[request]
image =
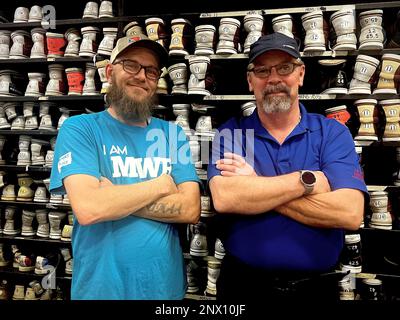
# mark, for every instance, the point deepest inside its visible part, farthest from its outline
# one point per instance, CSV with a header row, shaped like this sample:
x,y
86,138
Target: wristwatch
x,y
308,179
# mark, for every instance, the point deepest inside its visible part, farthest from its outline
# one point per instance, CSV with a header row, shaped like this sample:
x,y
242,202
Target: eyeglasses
x,y
283,69
133,67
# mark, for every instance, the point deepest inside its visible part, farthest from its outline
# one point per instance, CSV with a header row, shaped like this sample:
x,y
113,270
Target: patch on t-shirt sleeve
x,y
64,160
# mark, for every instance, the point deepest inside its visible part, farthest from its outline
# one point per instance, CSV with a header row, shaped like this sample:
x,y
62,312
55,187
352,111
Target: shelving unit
x,y
226,103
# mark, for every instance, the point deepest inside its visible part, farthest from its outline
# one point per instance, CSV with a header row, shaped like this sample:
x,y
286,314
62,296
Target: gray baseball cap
x,y
139,40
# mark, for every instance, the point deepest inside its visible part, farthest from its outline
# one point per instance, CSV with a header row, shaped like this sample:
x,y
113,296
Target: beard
x,y
275,104
128,109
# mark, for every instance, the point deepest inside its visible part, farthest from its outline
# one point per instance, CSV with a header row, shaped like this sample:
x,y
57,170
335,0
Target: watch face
x,y
308,177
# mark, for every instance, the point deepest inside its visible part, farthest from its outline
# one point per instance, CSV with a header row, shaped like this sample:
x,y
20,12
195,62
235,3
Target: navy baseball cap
x,y
274,41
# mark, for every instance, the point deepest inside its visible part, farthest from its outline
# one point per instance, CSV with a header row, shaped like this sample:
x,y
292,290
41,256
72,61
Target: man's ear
x,y
249,82
301,76
109,71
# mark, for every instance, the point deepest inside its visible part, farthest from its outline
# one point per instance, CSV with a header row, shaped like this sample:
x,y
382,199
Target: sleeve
x,y
183,169
339,160
75,153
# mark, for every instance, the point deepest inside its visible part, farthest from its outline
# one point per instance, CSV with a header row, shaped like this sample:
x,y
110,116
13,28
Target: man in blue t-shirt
x,y
129,178
286,183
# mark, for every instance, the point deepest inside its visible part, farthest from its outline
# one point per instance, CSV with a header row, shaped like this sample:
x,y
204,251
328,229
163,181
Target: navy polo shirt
x,y
272,240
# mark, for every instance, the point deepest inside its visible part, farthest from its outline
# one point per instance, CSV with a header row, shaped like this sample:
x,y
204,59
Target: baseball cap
x,y
274,41
139,40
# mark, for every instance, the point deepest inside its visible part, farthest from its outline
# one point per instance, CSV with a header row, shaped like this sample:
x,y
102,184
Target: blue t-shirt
x,y
130,258
272,240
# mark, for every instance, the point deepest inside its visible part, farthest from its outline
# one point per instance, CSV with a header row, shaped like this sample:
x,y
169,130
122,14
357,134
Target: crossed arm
x,y
240,190
158,199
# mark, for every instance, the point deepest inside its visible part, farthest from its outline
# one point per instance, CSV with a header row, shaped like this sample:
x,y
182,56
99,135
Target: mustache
x,y
276,89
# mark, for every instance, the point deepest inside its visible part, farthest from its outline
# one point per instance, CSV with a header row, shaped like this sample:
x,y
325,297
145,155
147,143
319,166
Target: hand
x,y
322,184
234,165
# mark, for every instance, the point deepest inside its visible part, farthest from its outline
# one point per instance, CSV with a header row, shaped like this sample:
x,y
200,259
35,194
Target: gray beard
x,y
275,104
128,109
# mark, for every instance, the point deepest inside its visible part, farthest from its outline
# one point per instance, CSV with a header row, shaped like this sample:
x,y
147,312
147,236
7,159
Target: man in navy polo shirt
x,y
286,183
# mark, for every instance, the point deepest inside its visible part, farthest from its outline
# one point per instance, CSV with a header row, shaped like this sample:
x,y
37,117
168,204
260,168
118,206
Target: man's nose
x,y
274,77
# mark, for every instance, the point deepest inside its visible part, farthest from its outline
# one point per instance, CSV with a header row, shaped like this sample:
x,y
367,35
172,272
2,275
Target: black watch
x,y
308,179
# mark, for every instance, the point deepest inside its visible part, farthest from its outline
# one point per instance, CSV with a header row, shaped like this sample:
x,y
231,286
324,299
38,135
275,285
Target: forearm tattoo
x,y
162,209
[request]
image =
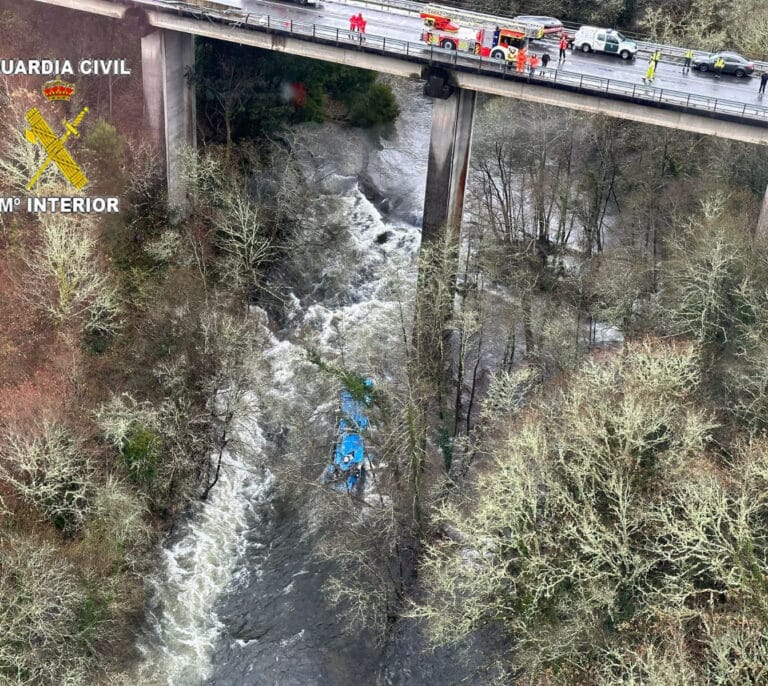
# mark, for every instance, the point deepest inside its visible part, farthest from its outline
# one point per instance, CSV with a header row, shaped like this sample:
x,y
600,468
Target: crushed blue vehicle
x,y
346,472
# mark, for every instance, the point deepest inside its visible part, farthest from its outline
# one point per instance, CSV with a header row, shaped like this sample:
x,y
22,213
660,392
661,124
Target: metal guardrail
x,y
430,55
411,8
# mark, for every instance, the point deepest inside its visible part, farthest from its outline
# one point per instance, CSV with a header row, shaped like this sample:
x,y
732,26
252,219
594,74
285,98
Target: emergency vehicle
x,y
450,29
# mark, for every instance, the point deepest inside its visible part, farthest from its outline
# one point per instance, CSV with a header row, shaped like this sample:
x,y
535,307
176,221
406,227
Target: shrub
x,y
377,106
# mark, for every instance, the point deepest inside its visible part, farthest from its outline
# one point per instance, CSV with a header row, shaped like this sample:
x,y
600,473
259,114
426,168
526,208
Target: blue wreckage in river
x,y
346,472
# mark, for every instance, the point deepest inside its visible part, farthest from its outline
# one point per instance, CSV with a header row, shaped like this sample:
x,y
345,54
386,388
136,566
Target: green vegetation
x,y
244,93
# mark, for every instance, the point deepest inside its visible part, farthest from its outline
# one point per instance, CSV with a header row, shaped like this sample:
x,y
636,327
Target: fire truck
x,y
450,29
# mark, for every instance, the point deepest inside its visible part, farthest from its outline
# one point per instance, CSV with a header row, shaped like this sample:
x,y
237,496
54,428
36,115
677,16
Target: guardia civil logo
x,y
40,132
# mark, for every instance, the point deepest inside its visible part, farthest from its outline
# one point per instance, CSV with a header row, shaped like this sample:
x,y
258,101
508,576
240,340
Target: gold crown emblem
x,y
58,90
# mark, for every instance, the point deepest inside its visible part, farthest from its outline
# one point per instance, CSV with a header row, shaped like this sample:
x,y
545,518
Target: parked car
x,y
551,25
594,39
734,63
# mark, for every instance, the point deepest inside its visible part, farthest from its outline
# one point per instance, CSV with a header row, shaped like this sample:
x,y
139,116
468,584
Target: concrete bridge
x,y
453,79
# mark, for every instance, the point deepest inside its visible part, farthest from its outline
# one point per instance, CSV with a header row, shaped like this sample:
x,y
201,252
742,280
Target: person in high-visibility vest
x,y
533,63
687,61
521,56
650,72
719,66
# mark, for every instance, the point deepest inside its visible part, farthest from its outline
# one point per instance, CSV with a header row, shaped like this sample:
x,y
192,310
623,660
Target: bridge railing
x,y
556,78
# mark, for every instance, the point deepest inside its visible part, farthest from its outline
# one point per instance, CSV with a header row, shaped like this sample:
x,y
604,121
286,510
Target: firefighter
x,y
521,60
533,63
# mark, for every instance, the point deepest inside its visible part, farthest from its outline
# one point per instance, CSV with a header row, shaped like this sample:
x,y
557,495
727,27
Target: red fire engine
x,y
500,42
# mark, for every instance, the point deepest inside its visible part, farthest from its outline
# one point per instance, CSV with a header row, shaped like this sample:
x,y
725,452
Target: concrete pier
x,y
169,100
762,221
449,148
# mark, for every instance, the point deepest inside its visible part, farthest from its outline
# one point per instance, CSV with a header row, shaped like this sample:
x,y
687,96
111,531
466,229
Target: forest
x,y
573,421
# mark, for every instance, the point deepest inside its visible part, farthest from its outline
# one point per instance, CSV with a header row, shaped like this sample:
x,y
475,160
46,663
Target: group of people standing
x,y
357,23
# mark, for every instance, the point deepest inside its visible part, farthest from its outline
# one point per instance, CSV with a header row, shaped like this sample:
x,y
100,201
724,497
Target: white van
x,y
592,38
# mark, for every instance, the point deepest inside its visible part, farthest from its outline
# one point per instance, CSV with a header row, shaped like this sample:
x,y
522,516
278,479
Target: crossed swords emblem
x,y
41,132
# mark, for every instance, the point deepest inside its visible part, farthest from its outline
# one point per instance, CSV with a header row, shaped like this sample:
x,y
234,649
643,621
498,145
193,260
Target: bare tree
x,y
602,535
39,633
66,265
49,470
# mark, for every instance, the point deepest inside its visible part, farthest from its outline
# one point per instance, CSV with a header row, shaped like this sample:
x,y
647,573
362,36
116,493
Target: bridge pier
x,y
449,147
169,100
762,221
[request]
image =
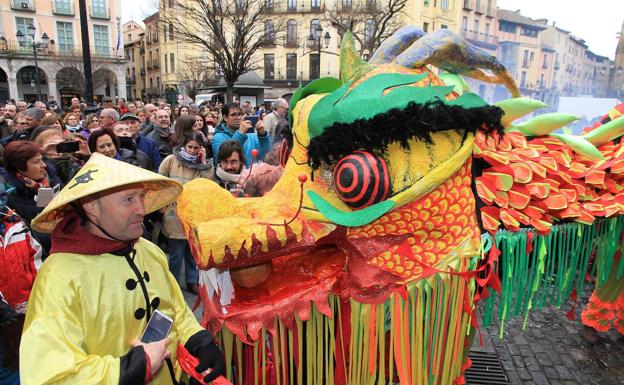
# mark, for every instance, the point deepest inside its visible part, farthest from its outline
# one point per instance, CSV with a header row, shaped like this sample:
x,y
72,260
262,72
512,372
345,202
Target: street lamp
x,y
314,41
29,39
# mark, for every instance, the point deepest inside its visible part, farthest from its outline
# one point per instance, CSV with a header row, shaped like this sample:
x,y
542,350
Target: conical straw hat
x,y
102,173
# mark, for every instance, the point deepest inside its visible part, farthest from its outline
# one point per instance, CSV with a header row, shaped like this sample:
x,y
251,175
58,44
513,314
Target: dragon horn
x,y
606,132
352,66
545,124
515,108
580,145
455,80
396,44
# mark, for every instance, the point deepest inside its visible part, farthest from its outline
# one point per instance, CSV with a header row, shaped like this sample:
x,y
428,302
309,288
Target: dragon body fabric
x,y
365,261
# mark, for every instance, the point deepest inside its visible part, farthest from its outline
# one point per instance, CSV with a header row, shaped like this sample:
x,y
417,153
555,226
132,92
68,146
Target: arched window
x,y
369,30
291,33
269,32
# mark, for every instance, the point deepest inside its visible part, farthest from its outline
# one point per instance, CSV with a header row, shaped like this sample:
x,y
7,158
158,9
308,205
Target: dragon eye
x,y
361,179
284,152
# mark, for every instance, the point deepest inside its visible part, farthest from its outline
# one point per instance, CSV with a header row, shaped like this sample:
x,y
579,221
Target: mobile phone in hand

————————

How many lines in the entries above contain the word "concrete", matching case exactly? Reply with the number alone.

• **Written solution**: 2